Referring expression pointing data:
■ ■ ■ ■ ■ ■ ■
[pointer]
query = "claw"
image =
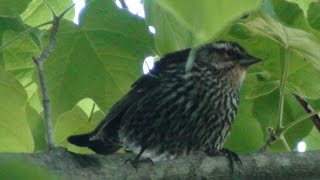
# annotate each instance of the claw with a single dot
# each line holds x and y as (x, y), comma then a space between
(135, 162)
(232, 156)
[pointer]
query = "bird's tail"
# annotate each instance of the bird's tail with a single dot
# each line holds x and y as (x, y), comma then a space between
(99, 146)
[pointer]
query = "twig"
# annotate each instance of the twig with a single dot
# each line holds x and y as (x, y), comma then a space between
(308, 108)
(39, 61)
(49, 6)
(92, 111)
(286, 165)
(123, 4)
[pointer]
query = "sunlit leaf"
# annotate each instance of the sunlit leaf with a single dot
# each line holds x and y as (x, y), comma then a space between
(98, 60)
(9, 8)
(38, 12)
(170, 35)
(15, 135)
(206, 18)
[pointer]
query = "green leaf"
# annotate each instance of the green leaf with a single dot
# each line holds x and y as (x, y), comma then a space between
(303, 4)
(37, 127)
(265, 109)
(8, 24)
(290, 13)
(19, 168)
(206, 18)
(314, 15)
(297, 41)
(88, 106)
(98, 60)
(38, 12)
(246, 133)
(15, 135)
(74, 122)
(18, 56)
(262, 89)
(309, 88)
(9, 8)
(170, 34)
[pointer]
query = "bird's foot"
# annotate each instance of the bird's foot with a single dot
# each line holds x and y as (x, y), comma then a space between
(232, 156)
(135, 162)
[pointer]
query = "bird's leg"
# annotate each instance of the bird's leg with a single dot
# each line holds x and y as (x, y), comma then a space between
(134, 162)
(232, 156)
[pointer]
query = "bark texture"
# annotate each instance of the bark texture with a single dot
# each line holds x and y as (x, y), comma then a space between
(292, 165)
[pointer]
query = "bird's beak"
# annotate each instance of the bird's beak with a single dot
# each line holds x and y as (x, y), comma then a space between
(249, 60)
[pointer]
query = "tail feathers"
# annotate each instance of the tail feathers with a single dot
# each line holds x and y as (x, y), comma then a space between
(98, 146)
(80, 140)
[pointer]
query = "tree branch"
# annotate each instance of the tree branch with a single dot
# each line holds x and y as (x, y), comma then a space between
(199, 166)
(39, 61)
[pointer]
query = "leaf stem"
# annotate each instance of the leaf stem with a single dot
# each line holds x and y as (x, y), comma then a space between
(285, 143)
(49, 6)
(283, 80)
(92, 111)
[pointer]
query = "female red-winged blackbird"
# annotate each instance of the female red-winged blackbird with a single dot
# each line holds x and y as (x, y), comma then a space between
(173, 111)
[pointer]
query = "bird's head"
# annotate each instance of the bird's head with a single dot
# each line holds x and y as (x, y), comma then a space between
(227, 58)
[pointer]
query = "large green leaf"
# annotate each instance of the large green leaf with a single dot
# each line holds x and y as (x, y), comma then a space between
(265, 109)
(18, 56)
(314, 15)
(15, 135)
(19, 168)
(38, 12)
(205, 18)
(9, 8)
(98, 60)
(246, 133)
(8, 24)
(298, 41)
(170, 34)
(303, 4)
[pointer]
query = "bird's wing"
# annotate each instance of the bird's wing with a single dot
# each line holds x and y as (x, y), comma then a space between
(138, 89)
(104, 138)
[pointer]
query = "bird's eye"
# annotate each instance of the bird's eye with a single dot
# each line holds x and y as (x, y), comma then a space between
(231, 53)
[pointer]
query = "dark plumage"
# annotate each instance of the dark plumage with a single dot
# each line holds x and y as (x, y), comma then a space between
(170, 111)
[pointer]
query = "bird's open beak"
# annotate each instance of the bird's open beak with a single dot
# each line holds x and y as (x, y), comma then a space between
(249, 60)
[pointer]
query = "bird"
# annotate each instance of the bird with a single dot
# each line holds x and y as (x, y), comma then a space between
(173, 111)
■ ■ ■ ■ ■ ■ ■
▶ **Required action**
Restate each entry exactly, omitting pictures.

▶ **Answer for the task**
[pointer]
query = "claw"
image =
# annotate each instance of the claw with a single dot
# each line holds x and y as (x, y), comma then a space between
(135, 162)
(232, 156)
[pointer]
query = "bird's tail"
# annotate each instance of the bird's tail with a single dot
# each line holds x and y as (x, y), comma then a space between
(99, 146)
[pointer]
query = "twig"
# annotate each instance of the twig with a single dot
# each line holds x and y as (x, y), comma then a space between
(308, 108)
(39, 61)
(49, 6)
(92, 111)
(286, 165)
(123, 4)
[pointer]
query = "sunlit leaf"
# annotate each instance of the sunlit leaf with a single dot
# each line holds x and y as (x, y), comma then a space between
(98, 60)
(9, 8)
(38, 12)
(170, 35)
(15, 135)
(206, 18)
[pointer]
query = "green leaf"
# annotate each instance of the green leaf with a single dot
# each line holds x and y as (x, y), comma then a space between
(303, 4)
(37, 127)
(265, 109)
(8, 24)
(290, 13)
(19, 168)
(206, 18)
(314, 15)
(297, 41)
(88, 106)
(98, 60)
(38, 12)
(246, 133)
(15, 135)
(74, 122)
(18, 56)
(262, 89)
(309, 88)
(9, 8)
(170, 34)
[pointer]
query = "bird's foot"
# annotate each instance of the bird's foot with a single dot
# each line holds x and y as (x, y), comma then a space between
(232, 156)
(135, 162)
[pointer]
query = "bird's leg"
# annotate each instance of the bird's leg with a single dot
# each line holds x and y as (x, y), comma then a space between
(134, 162)
(232, 156)
[pointer]
query = "bark texture"
# annotate each instance of the bark texture with a single dot
# each line holds x and y as (x, y), comma then a space between
(292, 165)
[pointer]
query = "bird's beak"
# annotate each instance of the bird's beak with a single dot
# each line holds x and y as (x, y), comma then a space between
(249, 60)
[pointer]
query = "tail feathers"
# annotate each instance of the tail feathers with a single dot
# each line holds x and y as (x, y), comma then a space between
(98, 146)
(80, 140)
[pointer]
query = "tree branch"
# annotate each instance of the tree branch with a single dot
# each line holds x and y as (x, y), comma then a space between
(199, 166)
(39, 61)
[pointer]
query = "leaf stem"
# annotate each instance of the leaf stem with a single dot
# each line holds x and y as (x, y), comma then a space between
(285, 143)
(49, 6)
(283, 80)
(92, 111)
[pointer]
query = "female red-winged blackbird"
# annotate each instance of the female red-winged blackbird with a single dot
# each line holds x and y as (x, y), comma then a space between
(173, 111)
[pointer]
query = "bird's head"
# annotate each instance of the bird's head with a single dot
# each line holds x and y as (x, y), comma then a space between
(227, 58)
[pointer]
query = "large green leaf"
# annotate each instance of the large green leaf with a single dot
# each line holds x and y as (x, y), comma then a space between
(265, 109)
(18, 56)
(314, 15)
(15, 135)
(19, 168)
(38, 12)
(205, 18)
(9, 8)
(98, 60)
(246, 133)
(8, 24)
(298, 41)
(170, 34)
(303, 4)
[pointer]
query = "bird's wing"
# annotate each instance of the bird's wing with a single dot
# each line holds x and y as (x, y), comma then a space between
(138, 89)
(104, 138)
[pointer]
query = "bird's eye"
# annotate each instance of the bird's eye with a single dot
# each line holds x and y as (x, y), comma then a space between
(231, 53)
[pointer]
query = "dark plumage"
# annotate each instance of the dark plumage with a single dot
# each line holds x and y as (x, y), comma then a space between
(170, 111)
[pointer]
query = "bird's open beak"
# annotate each instance of the bird's open beak with a single dot
# each line holds x and y as (x, y), comma then a space between
(249, 60)
[pointer]
query = "bird"
# annotate each instance of the bird with a single dot
# each line holds x and y as (x, y), comma then a space between
(173, 111)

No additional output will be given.